> _The task_:
Please give an exact copy of every line from the one holding "the man's hand." through the final line of the records below.

> _Given entries_:

━━━━

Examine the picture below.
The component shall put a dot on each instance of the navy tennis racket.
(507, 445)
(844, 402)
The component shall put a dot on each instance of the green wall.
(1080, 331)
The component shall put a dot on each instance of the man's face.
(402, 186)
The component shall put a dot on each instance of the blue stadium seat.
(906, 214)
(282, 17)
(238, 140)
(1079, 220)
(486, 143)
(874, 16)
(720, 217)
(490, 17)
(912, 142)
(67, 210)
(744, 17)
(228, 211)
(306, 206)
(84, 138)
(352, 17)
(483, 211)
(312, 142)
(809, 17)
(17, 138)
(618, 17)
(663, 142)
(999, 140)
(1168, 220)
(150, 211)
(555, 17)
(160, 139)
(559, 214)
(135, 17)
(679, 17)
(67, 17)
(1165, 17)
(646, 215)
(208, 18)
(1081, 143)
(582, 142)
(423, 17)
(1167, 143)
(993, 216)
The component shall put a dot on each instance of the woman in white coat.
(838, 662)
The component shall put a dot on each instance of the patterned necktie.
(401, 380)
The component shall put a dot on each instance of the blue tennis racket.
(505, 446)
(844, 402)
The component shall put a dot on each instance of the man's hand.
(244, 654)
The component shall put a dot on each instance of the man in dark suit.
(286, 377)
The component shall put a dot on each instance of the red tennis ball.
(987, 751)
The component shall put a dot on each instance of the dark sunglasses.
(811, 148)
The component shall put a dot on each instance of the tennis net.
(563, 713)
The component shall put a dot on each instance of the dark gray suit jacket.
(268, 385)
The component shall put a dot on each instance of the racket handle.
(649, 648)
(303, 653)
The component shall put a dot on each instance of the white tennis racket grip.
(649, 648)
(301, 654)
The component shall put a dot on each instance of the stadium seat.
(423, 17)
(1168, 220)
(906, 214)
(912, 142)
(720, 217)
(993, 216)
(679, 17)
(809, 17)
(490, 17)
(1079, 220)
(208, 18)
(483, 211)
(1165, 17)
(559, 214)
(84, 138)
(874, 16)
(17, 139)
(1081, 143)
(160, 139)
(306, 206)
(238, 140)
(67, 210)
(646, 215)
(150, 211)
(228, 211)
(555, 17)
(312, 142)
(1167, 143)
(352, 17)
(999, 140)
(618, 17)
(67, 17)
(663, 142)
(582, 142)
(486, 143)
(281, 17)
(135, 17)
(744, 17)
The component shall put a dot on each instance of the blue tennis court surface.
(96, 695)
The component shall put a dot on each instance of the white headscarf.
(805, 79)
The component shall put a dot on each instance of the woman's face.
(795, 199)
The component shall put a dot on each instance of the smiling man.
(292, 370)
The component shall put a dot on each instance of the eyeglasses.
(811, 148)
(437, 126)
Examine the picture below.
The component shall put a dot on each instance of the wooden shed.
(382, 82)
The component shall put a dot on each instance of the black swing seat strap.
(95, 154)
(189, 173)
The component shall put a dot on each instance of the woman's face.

━━━━

> _Answer to this exercise_:
The component shall put a dot on each instance of the man's hand.
(244, 654)
The component shall put a dot on each instance of the man in dark suit.
(286, 377)
The component shall put a dot on each instance of the red tennis ball.
(987, 751)
The component shall put a dot on each instance of the dark sunglasses.
(811, 148)
The component shall put a dot on each instance of the tennis net.
(563, 713)
The component shall put a dot on each instance of the dark gray suit jacket.
(268, 385)
The component shall put a dot on each instance of the racket handle.
(649, 648)
(303, 653)
The component shall put a dot on each instance of the white tennis racket grip.
(649, 648)
(301, 654)
The component shall put a dot on each instance of the stadium seat.
(423, 17)
(1168, 220)
(906, 214)
(912, 142)
(720, 217)
(993, 216)
(679, 17)
(809, 17)
(490, 17)
(1079, 220)
(208, 18)
(483, 211)
(1165, 17)
(559, 214)
(84, 138)
(874, 16)
(17, 139)
(1081, 143)
(160, 139)
(306, 206)
(238, 140)
(67, 210)
(646, 215)
(150, 211)
(228, 211)
(555, 17)
(312, 142)
(1167, 143)
(352, 17)
(999, 140)
(618, 17)
(67, 17)
(663, 142)
(582, 142)
(486, 143)
(281, 17)
(135, 17)
(744, 17)
The component shall put a dot on each instance of the blue tennis court surface.
(96, 695)
The component shall put a dot on each instance of the white headscarf.
(805, 79)
The component shall put a dot on each instance of the woman's face.
(795, 199)
The component shall put a dot on each instance of the smiling man.
(292, 370)
The component shall put a dot on each instance of the eyeglasses.
(811, 148)
(437, 126)
Examine the picture below.
The component shall put a dot on each instance of the wooden shed.
(382, 82)
The component shall put a dot on each instance of the black swing seat strap.
(95, 154)
(189, 173)
The component shall put a dot on each instance of the woman's face.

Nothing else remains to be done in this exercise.